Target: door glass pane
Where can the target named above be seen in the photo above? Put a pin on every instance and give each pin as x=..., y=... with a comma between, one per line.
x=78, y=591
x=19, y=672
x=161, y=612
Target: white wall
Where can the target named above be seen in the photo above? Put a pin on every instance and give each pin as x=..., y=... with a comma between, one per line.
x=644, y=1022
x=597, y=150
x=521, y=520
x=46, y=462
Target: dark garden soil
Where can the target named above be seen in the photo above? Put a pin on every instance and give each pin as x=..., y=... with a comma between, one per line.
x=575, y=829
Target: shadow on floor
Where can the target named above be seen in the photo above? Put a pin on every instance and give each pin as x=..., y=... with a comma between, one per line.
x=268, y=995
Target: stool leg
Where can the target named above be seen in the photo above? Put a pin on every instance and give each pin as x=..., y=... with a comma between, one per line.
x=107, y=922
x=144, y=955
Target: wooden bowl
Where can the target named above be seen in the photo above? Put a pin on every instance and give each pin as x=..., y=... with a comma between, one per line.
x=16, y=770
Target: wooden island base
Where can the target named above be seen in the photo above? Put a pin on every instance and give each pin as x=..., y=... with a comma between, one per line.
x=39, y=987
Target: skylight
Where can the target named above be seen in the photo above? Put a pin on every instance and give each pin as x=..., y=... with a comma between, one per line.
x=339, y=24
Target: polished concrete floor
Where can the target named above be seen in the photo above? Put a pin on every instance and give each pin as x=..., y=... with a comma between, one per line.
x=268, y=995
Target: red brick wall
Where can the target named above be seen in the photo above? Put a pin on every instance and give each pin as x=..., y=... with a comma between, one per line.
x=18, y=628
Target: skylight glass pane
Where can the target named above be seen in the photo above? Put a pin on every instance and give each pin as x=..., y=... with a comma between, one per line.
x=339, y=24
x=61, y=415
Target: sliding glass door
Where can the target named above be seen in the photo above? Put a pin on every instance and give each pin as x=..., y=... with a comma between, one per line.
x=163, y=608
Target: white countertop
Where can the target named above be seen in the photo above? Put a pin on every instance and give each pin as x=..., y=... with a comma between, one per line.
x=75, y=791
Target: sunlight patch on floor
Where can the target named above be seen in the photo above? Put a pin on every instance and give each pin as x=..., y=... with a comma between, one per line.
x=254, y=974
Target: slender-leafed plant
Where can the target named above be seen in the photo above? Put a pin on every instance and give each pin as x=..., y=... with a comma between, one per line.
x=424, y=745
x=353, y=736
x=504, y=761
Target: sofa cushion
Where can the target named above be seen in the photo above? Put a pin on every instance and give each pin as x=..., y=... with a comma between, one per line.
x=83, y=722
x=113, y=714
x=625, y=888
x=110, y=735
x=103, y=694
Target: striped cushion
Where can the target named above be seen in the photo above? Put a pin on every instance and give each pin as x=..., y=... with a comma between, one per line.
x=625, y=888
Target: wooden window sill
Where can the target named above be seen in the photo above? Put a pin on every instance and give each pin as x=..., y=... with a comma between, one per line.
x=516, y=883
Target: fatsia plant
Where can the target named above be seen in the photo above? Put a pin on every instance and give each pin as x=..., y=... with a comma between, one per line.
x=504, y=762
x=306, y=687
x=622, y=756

+++++

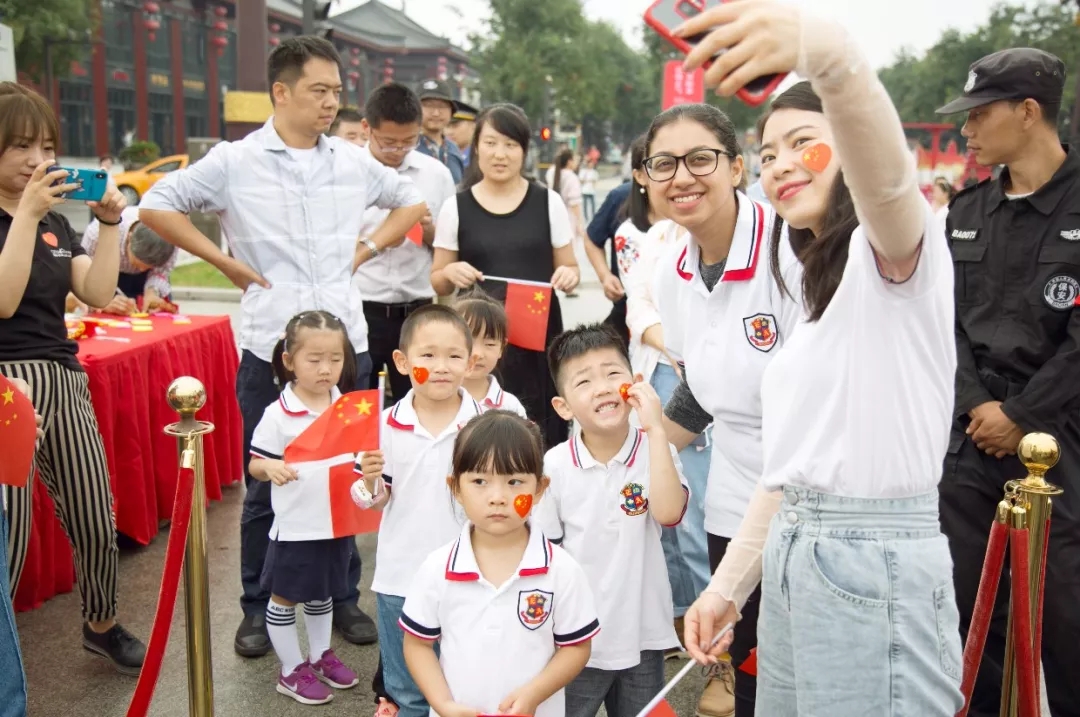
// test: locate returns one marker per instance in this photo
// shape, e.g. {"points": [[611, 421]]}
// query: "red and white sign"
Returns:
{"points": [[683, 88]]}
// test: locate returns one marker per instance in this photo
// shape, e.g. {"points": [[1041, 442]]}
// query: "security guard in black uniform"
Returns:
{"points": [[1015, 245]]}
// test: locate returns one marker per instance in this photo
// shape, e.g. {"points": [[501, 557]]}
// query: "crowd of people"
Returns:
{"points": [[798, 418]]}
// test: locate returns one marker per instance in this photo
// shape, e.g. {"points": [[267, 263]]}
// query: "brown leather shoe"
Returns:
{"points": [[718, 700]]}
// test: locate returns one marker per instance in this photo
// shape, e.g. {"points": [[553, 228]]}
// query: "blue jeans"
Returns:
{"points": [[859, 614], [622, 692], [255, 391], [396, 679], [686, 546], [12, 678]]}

+++++

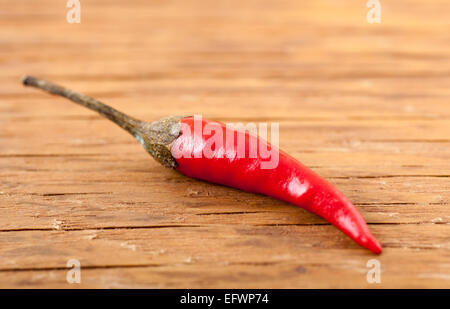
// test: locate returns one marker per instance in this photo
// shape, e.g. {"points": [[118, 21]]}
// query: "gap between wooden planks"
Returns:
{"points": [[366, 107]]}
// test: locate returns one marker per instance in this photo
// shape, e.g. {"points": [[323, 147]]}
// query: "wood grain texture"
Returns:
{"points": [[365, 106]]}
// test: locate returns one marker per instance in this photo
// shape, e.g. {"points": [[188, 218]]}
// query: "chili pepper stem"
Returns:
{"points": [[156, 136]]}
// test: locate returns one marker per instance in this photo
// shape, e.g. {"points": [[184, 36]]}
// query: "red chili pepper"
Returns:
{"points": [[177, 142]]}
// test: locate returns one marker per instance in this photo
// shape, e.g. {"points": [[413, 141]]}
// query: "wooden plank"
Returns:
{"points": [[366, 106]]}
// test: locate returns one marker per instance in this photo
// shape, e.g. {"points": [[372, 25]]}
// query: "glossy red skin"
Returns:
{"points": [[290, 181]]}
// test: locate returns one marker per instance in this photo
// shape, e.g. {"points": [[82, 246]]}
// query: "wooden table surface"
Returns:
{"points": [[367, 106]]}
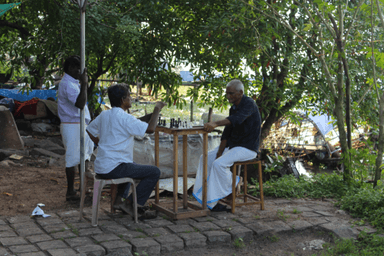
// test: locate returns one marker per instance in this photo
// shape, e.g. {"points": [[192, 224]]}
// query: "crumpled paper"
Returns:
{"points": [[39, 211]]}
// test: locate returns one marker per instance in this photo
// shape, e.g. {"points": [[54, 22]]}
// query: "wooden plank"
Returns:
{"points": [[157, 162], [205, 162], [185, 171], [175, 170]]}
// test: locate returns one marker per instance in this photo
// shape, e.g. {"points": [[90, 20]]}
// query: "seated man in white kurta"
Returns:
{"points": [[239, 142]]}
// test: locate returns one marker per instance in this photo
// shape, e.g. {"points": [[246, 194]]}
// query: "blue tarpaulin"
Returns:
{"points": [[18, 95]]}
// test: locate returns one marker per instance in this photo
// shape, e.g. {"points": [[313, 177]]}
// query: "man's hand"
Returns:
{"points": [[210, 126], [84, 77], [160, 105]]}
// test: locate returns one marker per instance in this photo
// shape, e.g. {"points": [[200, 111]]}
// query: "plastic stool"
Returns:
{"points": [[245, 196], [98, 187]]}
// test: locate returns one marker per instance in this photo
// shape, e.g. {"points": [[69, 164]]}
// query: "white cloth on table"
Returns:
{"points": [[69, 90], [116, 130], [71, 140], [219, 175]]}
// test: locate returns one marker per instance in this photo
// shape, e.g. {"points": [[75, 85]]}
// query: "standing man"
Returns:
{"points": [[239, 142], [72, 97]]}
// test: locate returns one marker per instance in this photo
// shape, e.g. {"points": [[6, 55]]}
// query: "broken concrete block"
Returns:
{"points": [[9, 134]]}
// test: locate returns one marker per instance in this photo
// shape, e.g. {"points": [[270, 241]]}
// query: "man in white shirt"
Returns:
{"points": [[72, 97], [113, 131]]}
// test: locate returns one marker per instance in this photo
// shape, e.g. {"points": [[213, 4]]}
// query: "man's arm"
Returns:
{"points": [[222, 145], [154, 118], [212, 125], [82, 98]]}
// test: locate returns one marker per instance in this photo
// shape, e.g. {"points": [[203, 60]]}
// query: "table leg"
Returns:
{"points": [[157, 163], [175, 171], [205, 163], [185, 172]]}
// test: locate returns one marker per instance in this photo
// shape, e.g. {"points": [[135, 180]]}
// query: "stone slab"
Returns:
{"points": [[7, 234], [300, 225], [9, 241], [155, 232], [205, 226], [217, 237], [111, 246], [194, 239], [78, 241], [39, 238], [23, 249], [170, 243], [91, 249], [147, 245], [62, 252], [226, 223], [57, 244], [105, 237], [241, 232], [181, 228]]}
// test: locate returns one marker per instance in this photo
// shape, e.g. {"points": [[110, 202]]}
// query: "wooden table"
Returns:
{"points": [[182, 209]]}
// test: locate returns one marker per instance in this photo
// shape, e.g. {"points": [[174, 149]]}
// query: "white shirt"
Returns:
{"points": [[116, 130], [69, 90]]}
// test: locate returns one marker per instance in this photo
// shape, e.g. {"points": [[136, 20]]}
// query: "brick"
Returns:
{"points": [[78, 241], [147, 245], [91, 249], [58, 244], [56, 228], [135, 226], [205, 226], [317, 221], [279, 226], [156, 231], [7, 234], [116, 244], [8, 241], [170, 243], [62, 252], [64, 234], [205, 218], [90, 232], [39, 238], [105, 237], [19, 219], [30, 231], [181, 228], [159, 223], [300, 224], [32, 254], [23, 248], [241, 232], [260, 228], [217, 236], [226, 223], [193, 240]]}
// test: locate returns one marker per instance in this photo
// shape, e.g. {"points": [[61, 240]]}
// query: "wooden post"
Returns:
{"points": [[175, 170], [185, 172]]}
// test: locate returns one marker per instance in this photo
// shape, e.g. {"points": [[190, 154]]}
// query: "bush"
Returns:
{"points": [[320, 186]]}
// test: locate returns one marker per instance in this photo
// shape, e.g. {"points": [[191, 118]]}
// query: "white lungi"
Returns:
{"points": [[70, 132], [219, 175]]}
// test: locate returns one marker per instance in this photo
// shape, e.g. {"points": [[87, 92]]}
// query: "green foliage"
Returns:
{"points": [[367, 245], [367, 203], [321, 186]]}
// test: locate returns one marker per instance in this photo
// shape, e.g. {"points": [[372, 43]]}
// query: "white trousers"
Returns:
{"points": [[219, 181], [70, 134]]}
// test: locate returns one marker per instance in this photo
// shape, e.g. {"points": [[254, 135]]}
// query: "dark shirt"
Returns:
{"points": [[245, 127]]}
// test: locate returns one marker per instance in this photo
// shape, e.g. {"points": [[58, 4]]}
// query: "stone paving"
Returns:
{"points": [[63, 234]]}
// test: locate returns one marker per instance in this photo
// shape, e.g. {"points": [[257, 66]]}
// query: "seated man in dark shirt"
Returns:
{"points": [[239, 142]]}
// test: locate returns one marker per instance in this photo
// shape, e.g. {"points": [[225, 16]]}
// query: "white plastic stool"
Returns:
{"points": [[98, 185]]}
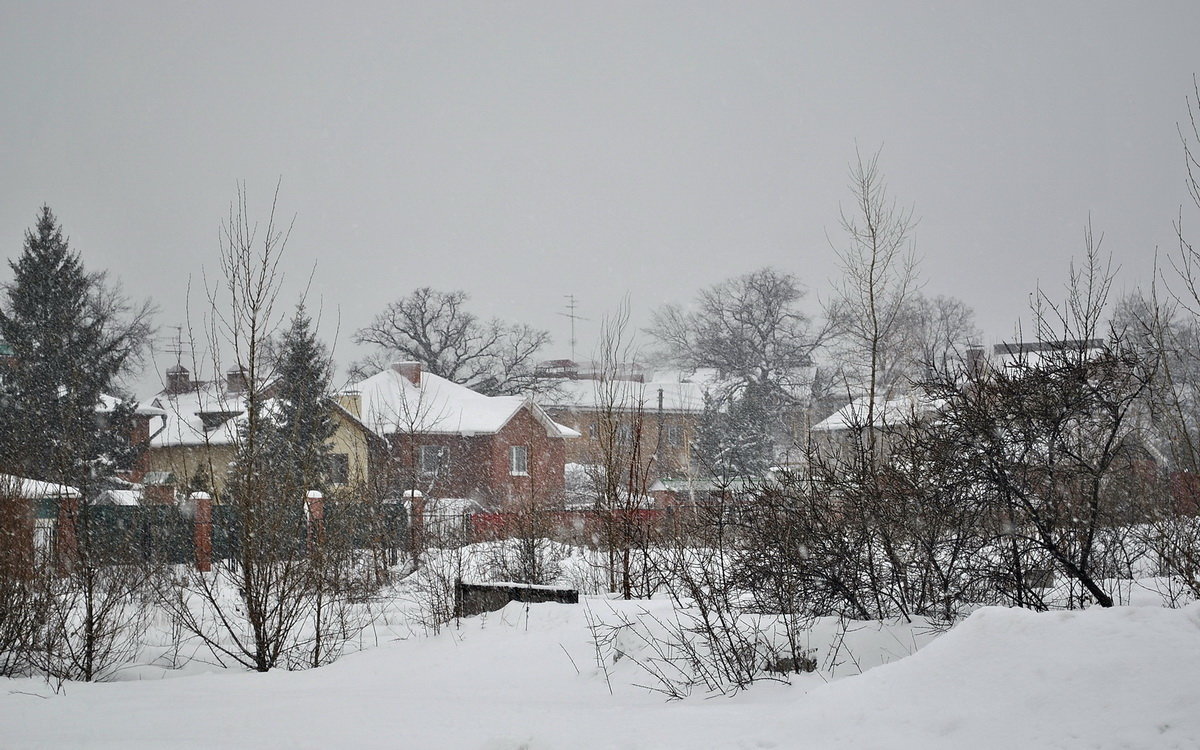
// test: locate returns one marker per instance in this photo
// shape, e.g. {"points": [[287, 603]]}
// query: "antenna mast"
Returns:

+++++

▶ **Task prompt**:
Scan the entries above and show each line that contains the word "pepper".

▶ **Response to the exercise**:
// query: "chili pepper stem"
// query: "red chili pepper"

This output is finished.